■ **TASK PROMPT**
Render each line of the material below as a Markdown table with the columns "Row" and "Entry," numbering the lines in order and omitting any blank lines.

Collected data entries:
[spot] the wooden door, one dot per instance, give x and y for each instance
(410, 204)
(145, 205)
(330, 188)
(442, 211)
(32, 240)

■ **THE RESPONSE**
| Row | Entry |
|---|---|
| 1 | [spot] the wooden door, one dot per instance, give x and y for each instance |
| 2 | (410, 204) |
| 3 | (145, 205) |
| 4 | (330, 188) |
| 5 | (442, 211) |
| 6 | (32, 240) |